_WHAT IS EXPECTED_:
Whatever the records say, repeat them exactly as given.

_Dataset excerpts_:
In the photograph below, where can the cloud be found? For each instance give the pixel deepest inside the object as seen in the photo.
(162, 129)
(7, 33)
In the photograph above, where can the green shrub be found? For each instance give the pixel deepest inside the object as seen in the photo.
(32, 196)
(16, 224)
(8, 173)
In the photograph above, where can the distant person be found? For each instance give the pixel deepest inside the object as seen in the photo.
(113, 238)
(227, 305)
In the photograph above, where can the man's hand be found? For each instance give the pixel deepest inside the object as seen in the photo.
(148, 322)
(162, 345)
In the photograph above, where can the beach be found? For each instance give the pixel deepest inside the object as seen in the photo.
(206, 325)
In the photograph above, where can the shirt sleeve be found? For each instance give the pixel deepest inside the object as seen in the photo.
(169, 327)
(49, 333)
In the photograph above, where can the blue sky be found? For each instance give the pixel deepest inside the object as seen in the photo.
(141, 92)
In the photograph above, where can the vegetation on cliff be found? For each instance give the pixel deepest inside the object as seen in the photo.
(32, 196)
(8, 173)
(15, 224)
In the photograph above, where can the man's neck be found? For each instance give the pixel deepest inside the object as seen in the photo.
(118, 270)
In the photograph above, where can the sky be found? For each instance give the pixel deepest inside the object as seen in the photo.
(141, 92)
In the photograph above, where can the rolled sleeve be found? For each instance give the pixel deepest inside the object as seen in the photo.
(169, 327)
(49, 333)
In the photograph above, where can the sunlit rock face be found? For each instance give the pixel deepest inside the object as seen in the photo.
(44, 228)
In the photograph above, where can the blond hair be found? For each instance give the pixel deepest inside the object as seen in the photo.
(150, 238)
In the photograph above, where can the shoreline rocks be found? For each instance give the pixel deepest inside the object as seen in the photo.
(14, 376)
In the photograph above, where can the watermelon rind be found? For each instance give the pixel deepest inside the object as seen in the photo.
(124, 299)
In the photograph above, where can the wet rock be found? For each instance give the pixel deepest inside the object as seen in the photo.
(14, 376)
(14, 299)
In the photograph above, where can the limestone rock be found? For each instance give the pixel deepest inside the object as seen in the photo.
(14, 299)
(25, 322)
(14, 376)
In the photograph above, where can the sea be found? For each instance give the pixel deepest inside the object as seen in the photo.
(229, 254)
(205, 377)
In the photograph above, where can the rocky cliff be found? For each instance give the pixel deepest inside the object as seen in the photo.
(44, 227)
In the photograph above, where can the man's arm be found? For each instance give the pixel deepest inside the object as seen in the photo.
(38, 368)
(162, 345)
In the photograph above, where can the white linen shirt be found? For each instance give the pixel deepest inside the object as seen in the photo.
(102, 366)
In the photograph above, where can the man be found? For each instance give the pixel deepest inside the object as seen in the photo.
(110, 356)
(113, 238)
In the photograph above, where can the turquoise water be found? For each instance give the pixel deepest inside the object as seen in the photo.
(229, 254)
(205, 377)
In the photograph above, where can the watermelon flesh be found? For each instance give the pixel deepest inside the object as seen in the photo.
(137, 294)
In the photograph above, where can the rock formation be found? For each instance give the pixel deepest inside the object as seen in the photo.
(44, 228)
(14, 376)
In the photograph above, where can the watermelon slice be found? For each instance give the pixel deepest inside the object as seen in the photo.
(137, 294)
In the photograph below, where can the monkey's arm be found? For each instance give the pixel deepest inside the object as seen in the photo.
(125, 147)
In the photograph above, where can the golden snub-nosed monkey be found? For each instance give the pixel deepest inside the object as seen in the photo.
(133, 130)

_RESPONSE_:
In the photograph below, where can the cloud be found? For each instance give the pixel deepest inside the object as seen in the photo.
(162, 129)
(7, 33)
In the photograph above, where can the green shrub be found? For each instance give the pixel deepest inside the object as seen in the photo.
(32, 196)
(16, 224)
(8, 173)
In the photograph above, where can the distant person be found? For each instance give the pixel deepest inside the object as seen in the photo.
(113, 238)
(227, 305)
In the photograph above, where can the man's hand be found? For each instance give the pixel deepest inside the object as seen in the photo.
(148, 322)
(162, 345)
In the photograph above, where can the beach be found? For each instance give the pixel deepest inside the object as seen in the photo.
(206, 325)
In the photograph above, where can the shirt sleeve be found? For each instance give the pixel deepest inside the object as seen in the photo.
(169, 327)
(49, 333)
In the photograph above, where can the blue sky be found? For each instance give the pixel deepest inside the object as seen in the photo.
(141, 92)
In the photograph above, where can the vegetation on cliff be found? For each instance give the pixel deepest inside the object as seen in the photo.
(32, 196)
(8, 173)
(15, 224)
In the photograph above, where can the man's neck be found? For each instance give the pixel deepest inside the object as seen in the photo.
(118, 270)
In the photograph above, where can the sky be found? For each instance give the pixel deepest inside the object as seen in the photo.
(141, 92)
In the photograph above, where can the rolled sleeve be found? For each instance give the pixel deepest inside the object as seen in the photo.
(169, 327)
(49, 333)
In the photograph above, where can the sunlit rock face be found? For each instance give the pixel deepest inside the object as seen in the photo.
(44, 228)
In the photograph above, where can the blond hair be found? For each instance give the pixel deepest inside the object as seen in the photo.
(150, 238)
In the photograph above, where can the shoreline rocks be found? For each instance give the pixel deepest inside the object as seen in the photo.
(14, 376)
In the photograph above, where can the watermelon rind be found? For each instance give the pixel deepest inside the object as seen in the photo.
(124, 299)
In the photograph above, where can the wet rock be found? For each instance give the pixel deepest inside the object as seen in the photo.
(14, 376)
(14, 299)
In the photograph above, where can the limestone rock be found? For each instance give the pixel deepest inside the object as seen in the photo.
(14, 299)
(25, 322)
(14, 376)
In the photograph above, where can the sea be found? For each instance give the pixel deepest inside the object as seen in the photo.
(229, 254)
(205, 377)
In the photograph above, where can the rocky cliff be found? For each instance give the pixel deepest inside the object as seen in the photo.
(44, 227)
In the photograph above, where can the man's arm be found? For each instance give the pixel deepest inside the object as seen in the photo.
(38, 368)
(162, 345)
In the photograph above, where can the white linen shirt be found? For each instance give the pixel deepest inside the object as seen in the photo.
(102, 366)
In the photograph above, where can the man be found? For each instance give the pixel deepest inside the object as seen in the photo.
(110, 356)
(113, 238)
In the photograph above, where can the turquoise water be found? For each instance give the pixel deepest inside the object as seen in the photo.
(229, 254)
(205, 377)
In the photograph above, where can the watermelon flesh be found? For each instance give the pixel deepest inside the object as seen in the photo.
(137, 294)
In the photograph above, where can the rock formation be found? For each instance give the pixel deepest inside the object as seen in the photo.
(44, 228)
(14, 376)
In the photograph above, where can the watermelon slice be found? For each instance give the pixel deepest inside the object as seen in the photo.
(137, 294)
In the photograph below, where can the monkey's arm be found? For each instance give the pixel deepest inside the object as seen in the photo.
(125, 147)
In the photograph above, where can the golden snub-nosed monkey be found? For each instance give the pixel deepest inside the object as seen in the photo.
(133, 130)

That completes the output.